### Text block:
· · ·

The classroom set up practiced by so many does not fit in with the pedagogy practiced by “free” schools whatsoever. Schools like the Brooklyn Free School have a completely free curriculum, where each student can use his or her democratic vote to decide where, when, what, and with whom they want to study. This turns lecture style teaching on its head, with no room to force lectures on students and no traditional classroom set up. Every day is different, anyone can call anything to the school’s attention, and everything is up for debate. A big aspect of Freier is his emphasis on debate and discussion, things that are practiced and encouraged at the Brooklyn Free School. The truth is, not all educations are the same. Many people don’t need an education fine-tuned to their individual needs, but if one gets a chance, different education techniques can be amazing. For the entire system to keep creating individuals ready for college or work, however, a stable and consistent system must be in place, and this system could soon become online only classrooms, with its cost and time efficiency. As seen in NPR’s piece about Coursera, it is difficult to argue there is anything bad about opportunities to take classes from top universities online for free. A balance must be struck up, of student to teacher, of specialized to standardized teaching, and most importantly between the maintenance of the status quo and progress. 

2 comments:

  1. I agree with you about Freire. Why MUST we follow him, just because he wrote a book. He doesn't have to be right! In fact, in Freire and Behuniak's essay they admit that he was a radical! Perhaps our traditional forms of education are the best ones. That's why they've been around for hundreds, if not thousands of years! Why must we change just because someone wrote a book. Students need guidance by the teacher, otherwise they won't learn (I don't think).

    ReplyDelete
  2. I agree that although upholding the current lecture-based style of teaching does maintain the status quo it is not necessarily a bad thing. However I do think my view (and perhaps your view also, Jonathan) has a lot to do with the way we were put through school and what we are used to. It is hard to imagine a system different than the one we grew up in. That is one thing pretty impressive about Freire, he did conceptualize a different style if not a different system all together.

· · ·

### Recorded data:
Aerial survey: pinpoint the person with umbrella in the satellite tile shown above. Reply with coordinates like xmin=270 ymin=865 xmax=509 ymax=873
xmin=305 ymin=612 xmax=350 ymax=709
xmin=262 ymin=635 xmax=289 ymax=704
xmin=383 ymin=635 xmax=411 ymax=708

· · ·

Please answer from the education post: what does each student at the Brooklyn Free School use a democratic vote to decide? The material comes from a separate source.

Where, when, what, and with whom they want to study.